#### [TASK BRIEF]
Where a line below includes the word "patty", copy that line.

▬▬▬

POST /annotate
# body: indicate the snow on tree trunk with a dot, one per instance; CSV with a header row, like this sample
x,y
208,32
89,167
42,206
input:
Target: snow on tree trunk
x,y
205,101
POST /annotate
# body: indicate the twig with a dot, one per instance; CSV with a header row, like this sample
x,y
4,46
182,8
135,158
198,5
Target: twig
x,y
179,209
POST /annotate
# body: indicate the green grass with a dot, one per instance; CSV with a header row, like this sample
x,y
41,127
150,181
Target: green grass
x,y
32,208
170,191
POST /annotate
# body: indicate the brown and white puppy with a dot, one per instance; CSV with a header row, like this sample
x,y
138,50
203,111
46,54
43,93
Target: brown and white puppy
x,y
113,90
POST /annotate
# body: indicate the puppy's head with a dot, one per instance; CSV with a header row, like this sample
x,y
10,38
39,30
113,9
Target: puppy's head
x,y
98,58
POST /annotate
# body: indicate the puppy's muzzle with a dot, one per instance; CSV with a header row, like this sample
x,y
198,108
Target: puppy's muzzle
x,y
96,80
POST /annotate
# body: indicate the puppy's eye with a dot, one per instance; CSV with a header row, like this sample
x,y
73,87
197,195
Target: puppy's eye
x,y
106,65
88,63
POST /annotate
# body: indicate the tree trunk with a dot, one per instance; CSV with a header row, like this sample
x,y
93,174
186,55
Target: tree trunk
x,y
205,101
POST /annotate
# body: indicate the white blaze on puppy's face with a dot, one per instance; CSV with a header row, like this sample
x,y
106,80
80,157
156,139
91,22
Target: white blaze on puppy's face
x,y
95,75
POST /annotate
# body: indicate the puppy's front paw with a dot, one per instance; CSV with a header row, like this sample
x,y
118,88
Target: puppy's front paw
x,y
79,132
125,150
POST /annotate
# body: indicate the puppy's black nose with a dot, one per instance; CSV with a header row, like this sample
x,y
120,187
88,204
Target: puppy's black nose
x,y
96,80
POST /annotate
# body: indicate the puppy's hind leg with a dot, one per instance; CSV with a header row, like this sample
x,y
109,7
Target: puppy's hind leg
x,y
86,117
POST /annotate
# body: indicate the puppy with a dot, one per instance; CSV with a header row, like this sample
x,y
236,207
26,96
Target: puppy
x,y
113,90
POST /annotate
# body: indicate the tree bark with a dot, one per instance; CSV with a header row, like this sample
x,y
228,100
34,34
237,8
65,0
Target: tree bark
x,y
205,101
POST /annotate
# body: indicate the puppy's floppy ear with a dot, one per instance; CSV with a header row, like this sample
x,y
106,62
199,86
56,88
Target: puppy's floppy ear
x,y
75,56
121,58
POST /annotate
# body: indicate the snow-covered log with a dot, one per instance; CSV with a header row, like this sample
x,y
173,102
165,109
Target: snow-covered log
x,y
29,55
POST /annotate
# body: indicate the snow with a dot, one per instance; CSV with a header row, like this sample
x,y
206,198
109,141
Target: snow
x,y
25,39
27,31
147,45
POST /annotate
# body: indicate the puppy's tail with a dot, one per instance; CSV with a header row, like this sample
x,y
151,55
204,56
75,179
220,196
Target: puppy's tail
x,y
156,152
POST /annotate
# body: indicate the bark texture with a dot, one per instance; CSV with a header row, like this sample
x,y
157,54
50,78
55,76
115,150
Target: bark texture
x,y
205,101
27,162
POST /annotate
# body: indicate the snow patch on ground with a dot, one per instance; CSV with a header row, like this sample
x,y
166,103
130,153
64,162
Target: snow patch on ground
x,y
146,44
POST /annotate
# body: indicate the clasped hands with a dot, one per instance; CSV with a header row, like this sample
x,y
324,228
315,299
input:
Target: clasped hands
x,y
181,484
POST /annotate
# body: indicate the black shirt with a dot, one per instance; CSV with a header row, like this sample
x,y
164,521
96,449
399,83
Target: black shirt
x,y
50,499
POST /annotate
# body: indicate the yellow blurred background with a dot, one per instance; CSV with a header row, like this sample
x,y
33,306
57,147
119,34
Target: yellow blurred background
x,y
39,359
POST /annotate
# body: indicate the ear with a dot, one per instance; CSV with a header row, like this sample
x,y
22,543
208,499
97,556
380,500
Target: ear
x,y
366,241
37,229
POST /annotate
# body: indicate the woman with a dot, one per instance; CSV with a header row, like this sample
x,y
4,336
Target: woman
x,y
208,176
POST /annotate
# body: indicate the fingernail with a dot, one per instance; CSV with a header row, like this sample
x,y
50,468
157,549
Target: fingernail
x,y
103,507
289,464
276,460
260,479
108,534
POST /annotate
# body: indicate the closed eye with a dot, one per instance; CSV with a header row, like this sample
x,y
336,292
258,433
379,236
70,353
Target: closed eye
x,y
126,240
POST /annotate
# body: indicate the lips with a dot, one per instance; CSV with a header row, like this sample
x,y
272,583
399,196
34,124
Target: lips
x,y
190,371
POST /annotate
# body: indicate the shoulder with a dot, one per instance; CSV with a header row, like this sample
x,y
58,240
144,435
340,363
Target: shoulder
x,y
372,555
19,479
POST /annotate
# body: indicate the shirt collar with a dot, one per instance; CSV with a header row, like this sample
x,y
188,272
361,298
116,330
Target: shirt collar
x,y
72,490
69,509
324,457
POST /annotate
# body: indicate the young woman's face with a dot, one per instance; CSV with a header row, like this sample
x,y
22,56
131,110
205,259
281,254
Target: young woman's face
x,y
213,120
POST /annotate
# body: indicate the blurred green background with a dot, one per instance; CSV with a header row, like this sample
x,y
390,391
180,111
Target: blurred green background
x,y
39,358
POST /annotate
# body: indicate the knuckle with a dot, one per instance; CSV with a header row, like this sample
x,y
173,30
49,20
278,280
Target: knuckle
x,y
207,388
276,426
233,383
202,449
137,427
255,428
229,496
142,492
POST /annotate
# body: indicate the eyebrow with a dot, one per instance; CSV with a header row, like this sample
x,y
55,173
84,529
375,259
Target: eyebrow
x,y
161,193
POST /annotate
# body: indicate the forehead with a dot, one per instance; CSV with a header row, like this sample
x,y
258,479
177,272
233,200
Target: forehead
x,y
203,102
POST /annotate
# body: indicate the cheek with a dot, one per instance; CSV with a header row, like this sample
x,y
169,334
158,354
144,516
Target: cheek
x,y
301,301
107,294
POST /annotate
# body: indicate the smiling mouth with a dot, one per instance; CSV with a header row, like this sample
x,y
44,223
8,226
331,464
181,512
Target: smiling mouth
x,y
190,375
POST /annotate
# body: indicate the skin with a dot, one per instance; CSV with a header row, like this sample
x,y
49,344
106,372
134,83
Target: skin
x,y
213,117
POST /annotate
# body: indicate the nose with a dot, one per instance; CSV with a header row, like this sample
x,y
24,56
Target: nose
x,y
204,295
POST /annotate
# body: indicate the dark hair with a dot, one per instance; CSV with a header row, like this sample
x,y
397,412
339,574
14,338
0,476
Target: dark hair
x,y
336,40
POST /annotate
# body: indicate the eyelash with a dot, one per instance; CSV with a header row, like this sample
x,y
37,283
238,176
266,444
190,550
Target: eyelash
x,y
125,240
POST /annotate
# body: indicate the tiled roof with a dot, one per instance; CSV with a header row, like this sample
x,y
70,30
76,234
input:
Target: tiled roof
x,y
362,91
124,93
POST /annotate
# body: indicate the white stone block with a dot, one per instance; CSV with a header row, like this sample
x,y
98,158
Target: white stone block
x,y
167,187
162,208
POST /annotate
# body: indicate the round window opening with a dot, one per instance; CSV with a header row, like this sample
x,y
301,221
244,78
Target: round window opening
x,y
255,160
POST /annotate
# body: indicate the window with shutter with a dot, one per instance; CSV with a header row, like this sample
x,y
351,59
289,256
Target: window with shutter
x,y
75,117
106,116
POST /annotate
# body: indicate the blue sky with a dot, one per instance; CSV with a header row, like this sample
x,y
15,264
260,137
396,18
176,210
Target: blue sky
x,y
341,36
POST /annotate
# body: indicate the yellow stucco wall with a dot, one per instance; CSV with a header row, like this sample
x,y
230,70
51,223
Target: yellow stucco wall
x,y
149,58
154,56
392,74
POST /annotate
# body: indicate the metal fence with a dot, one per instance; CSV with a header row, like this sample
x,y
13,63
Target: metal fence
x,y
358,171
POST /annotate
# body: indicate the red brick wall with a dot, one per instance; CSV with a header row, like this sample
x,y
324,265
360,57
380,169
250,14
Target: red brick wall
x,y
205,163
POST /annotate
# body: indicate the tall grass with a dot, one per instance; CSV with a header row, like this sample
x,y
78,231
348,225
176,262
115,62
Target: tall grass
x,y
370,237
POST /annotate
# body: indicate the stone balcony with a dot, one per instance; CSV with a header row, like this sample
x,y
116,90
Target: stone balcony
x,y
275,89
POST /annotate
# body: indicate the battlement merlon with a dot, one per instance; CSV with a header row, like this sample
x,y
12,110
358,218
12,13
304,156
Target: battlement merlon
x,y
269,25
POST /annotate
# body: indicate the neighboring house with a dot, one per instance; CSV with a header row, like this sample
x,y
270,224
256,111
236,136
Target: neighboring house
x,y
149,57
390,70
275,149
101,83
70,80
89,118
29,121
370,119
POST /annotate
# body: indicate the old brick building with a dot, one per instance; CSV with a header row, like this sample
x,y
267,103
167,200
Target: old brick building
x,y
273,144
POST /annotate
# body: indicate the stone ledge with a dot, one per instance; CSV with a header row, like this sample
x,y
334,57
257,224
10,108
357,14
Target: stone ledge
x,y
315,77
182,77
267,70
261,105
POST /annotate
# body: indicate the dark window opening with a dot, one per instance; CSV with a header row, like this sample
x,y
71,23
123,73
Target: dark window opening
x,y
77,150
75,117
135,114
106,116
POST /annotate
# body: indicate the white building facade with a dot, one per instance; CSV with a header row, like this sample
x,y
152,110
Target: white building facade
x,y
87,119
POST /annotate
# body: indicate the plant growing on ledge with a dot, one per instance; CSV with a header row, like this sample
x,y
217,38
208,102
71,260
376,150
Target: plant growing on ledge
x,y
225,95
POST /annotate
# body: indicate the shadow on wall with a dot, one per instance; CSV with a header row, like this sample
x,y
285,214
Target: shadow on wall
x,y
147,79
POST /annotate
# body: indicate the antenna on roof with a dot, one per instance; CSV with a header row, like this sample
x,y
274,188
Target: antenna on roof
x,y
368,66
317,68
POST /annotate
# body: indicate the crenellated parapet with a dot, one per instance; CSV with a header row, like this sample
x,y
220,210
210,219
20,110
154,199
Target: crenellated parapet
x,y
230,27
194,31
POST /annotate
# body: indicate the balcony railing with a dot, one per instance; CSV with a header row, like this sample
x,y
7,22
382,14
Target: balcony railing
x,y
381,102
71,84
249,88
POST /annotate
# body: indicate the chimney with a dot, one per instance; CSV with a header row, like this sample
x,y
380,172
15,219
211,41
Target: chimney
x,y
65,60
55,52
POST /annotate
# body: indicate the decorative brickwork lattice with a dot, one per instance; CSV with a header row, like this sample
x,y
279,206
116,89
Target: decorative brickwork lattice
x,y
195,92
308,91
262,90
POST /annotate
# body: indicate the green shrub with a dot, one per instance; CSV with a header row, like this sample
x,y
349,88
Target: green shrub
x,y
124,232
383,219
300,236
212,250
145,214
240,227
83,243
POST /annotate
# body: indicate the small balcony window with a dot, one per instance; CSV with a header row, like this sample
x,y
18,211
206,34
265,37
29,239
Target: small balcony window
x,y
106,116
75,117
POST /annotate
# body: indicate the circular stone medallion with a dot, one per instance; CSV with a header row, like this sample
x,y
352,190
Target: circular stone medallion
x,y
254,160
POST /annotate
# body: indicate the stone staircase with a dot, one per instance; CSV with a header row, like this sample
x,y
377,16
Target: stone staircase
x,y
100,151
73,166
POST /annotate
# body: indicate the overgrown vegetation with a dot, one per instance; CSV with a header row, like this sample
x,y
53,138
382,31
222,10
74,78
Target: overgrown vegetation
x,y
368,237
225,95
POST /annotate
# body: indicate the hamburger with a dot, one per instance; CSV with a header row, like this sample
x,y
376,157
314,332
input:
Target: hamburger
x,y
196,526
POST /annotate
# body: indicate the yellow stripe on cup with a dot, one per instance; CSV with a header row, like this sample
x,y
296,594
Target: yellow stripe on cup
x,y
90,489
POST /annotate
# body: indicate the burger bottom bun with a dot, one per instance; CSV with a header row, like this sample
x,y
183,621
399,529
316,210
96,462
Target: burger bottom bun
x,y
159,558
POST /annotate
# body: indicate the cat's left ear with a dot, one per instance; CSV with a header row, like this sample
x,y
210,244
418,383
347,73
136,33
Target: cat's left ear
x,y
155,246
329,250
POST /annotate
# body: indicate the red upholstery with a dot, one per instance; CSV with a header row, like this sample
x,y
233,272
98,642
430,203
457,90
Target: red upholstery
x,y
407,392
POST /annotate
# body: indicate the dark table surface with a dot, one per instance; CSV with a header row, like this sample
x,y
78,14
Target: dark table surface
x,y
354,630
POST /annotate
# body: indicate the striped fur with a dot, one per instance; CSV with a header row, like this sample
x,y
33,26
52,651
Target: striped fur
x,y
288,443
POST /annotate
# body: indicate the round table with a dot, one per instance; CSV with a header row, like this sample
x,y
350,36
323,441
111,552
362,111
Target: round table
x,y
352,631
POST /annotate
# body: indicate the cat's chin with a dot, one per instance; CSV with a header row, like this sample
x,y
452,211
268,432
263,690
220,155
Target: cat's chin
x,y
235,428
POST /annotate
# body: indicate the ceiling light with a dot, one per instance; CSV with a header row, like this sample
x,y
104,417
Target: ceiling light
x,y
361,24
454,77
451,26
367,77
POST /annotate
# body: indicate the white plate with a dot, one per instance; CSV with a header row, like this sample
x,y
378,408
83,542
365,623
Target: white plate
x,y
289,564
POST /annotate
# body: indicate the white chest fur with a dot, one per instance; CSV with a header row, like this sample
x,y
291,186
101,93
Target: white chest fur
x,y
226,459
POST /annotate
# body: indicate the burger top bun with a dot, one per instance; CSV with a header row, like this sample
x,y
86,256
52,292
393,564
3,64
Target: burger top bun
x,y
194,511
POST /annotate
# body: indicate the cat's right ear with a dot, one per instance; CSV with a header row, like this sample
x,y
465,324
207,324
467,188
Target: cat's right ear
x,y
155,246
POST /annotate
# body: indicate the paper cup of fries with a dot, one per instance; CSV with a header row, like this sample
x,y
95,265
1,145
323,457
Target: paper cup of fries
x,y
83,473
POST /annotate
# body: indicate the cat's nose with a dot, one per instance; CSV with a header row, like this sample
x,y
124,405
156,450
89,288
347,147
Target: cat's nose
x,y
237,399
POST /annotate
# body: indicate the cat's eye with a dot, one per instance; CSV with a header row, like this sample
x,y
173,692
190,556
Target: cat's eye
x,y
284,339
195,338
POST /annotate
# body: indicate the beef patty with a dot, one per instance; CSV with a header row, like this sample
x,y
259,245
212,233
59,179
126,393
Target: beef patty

▬▬▬

#### [EXERCISE SOLUTION]
# body: indicate the beef patty with a dot, one per instance; CSV with a header row, like this sample
Target: beef patty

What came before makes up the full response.